### [Jobs]
- A) In the interview, swap "neophyte" for "beginner" and give the passage between "MARIO RAMPONE: How" and "design a new typeface?", inclusive.
- B) Does each statement agree with the interview? Answer yes or no, and quote the deciding words. (i) IBM changed the design of Berthold Bodoni when it adopted it as its house style. (ii) Rand says Berthold Bodoni is similar to Didot or Walbaum. (iii) Talbot Baines Reed gave his speech in 1920.

### [Text]
----------------------------------------
Type Talks Interview

By Mario Rampone

“Type Talks”
Fall 1989

View the Original Interview

The Original Text
By Mario Rampone

MARIO RAMPONE: How do you feel about the “new” typefaces that are inundating the marketplace today?

PAUL RAND: The announcement of anything new is bound to call attention to itself. When one considers the wonderful old faces that have passed through the sieve of time, one wonders, why new faces! Unless they’re really new, there seems to be no reason to add to an already overloaded stockpile. A new typeface is ideal for the neophyte who is intent on one-upmanship, and who equates the latest with the greatest. “There are as many different varieties of letters as there are different kinds of tools,” commented Eric Gill, a long time ago.

MR: How do you regard “freedom of expression” — about the person inspired to design a new typeface?

PR: One must accept the good with the bad, the fanciful with the freakish. Out of a hundred designs, there may be one that’s really new. Who knows!

MR: IBM has recently adopted Berthold Bodoni as its house style, without altering its design. Does that make more sense than creating a new typeface?

PR: Yes, unless it can be improved. Increasing the x-height and shortening ascenders and descenders might be useful. Berthold Bodoni is based on the original design. Incidentally, it is similar to Didot or Walbaum. They are the same modern type family that the old typographic fraternity frowned upon.

MR: Why?

PR: Because the contrast between thicks and thins was enormously exaggerated. The serifs were square and uninteresting. They were, apparently, too mechanical, some would say too cold or too geometric. “Swelteringly hideous” is how William Morris is said to have described it. A speech by Talbot Baines Reed in 1890 in Ars Typographica, edited by Goudy in 1920, dealt with these very same problems. The need for anything to be designed has nothing to do merely with wanting to do it.

MR: Some people are going to love that comment.
----------------------------------------
### [Record set]
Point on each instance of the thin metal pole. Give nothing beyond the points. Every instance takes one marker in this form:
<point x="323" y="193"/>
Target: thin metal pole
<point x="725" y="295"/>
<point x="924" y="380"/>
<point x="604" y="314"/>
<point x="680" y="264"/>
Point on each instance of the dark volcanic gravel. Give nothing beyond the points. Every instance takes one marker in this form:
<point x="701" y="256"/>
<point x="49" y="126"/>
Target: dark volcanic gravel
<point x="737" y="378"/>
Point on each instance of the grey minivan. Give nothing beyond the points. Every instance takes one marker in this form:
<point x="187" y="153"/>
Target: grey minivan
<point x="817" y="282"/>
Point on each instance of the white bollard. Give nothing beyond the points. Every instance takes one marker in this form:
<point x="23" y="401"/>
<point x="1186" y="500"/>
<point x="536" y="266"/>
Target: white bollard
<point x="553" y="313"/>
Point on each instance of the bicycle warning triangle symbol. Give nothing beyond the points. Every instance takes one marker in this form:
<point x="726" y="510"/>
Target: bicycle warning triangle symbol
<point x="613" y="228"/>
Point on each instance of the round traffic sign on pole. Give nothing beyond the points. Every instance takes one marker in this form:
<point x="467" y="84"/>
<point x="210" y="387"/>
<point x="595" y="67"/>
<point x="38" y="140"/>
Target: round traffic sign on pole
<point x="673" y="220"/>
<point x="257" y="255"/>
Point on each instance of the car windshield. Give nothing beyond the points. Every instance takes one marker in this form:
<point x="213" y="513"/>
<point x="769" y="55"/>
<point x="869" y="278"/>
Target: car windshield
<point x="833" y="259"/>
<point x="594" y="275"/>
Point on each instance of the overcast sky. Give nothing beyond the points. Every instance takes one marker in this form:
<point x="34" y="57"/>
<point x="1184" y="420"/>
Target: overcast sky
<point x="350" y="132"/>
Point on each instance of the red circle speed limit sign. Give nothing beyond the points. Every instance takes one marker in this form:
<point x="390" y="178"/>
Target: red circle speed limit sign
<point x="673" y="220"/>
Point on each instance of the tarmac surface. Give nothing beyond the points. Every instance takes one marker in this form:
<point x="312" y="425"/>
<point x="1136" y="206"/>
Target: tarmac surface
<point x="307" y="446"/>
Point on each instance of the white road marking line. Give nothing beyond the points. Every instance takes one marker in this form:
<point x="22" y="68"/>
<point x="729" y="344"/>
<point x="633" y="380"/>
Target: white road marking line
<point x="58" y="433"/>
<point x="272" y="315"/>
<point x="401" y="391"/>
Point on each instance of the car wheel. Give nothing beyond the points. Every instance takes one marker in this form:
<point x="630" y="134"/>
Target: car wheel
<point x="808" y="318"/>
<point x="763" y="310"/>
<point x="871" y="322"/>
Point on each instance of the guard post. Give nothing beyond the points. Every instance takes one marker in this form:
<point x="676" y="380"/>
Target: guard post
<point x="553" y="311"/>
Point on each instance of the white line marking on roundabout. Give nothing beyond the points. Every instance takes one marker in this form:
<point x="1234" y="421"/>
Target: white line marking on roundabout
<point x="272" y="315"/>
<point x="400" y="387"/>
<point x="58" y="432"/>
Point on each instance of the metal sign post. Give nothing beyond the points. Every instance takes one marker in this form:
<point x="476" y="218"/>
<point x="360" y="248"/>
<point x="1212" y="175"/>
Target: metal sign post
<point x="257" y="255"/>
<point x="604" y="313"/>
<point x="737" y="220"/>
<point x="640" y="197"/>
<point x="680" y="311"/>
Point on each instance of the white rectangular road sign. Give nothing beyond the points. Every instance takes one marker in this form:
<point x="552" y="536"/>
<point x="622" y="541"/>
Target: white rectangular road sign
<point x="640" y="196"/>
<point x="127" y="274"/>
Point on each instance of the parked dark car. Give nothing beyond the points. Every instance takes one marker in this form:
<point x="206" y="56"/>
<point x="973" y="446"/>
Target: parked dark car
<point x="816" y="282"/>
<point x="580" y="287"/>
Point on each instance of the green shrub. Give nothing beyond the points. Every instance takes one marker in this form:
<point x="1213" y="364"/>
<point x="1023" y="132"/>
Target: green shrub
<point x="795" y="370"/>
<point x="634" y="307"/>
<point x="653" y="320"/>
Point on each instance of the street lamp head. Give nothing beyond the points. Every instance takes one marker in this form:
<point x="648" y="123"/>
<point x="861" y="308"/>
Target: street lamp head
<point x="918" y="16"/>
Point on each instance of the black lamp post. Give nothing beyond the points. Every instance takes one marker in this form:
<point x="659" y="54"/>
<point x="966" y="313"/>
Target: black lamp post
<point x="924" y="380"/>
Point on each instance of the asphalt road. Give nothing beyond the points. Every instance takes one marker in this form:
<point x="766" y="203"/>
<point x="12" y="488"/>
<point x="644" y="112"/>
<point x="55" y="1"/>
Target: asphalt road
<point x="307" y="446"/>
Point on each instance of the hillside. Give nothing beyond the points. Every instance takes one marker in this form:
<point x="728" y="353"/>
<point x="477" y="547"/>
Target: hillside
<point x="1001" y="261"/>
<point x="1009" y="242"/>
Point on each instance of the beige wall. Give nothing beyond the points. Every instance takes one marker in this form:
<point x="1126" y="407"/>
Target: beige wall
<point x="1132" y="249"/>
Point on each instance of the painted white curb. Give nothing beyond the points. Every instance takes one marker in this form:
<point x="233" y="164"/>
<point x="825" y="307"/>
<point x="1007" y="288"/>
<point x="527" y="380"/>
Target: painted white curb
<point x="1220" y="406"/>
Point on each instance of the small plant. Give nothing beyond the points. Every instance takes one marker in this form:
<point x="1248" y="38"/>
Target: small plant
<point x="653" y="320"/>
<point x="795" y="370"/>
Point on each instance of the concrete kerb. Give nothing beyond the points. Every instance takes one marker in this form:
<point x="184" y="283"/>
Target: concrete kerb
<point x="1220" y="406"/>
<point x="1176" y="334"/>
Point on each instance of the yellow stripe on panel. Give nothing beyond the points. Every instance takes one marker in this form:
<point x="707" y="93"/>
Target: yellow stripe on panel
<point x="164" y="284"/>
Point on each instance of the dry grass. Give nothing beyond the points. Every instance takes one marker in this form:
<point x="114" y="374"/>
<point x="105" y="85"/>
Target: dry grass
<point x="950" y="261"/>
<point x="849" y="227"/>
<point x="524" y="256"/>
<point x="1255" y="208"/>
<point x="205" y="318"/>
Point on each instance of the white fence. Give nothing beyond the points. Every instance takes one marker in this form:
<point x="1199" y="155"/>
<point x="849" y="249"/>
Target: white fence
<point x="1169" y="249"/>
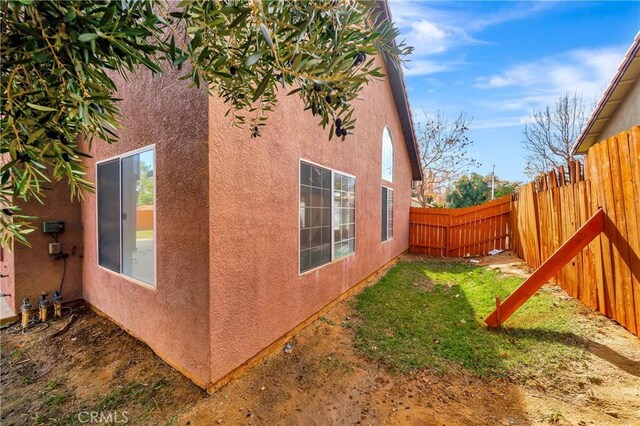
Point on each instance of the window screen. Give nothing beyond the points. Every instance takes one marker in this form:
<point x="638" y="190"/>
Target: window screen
<point x="108" y="192"/>
<point x="126" y="209"/>
<point x="344" y="215"/>
<point x="315" y="216"/>
<point x="327" y="215"/>
<point x="386" y="223"/>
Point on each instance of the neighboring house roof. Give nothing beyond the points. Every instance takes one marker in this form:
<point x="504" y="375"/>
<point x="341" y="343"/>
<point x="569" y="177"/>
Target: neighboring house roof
<point x="627" y="74"/>
<point x="400" y="98"/>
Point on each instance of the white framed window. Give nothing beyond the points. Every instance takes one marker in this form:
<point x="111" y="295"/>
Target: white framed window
----------------------------------------
### [Solution list]
- A)
MARIO RAMPONE: How do you feel about the “new” typefaces that are inundating the marketplace today?

PAUL RAND: The announcement of anything new is bound to call attention to itself. When one considers the wonderful old faces that have passed through the sieve of time, one wonders, why new faces! Unless they’re really new, there seems to be no reason to add to an already overloaded stockpile. A new typeface is ideal for the beginner who is intent on one-upmanship, and who equates the latest with the greatest. “There are as many different varieties of letters as there are different kinds of tools,” commented Eric Gill, a long time ago.

MR: How do you regard “freedom of expression” — about the person inspired to design a new typeface?

- B)
(i) No: "without altering its design"
(ii) Yes: "it is similar to Didot or Walbaum"
(iii) No: "A speech by Talbot Baines Reed in 1890"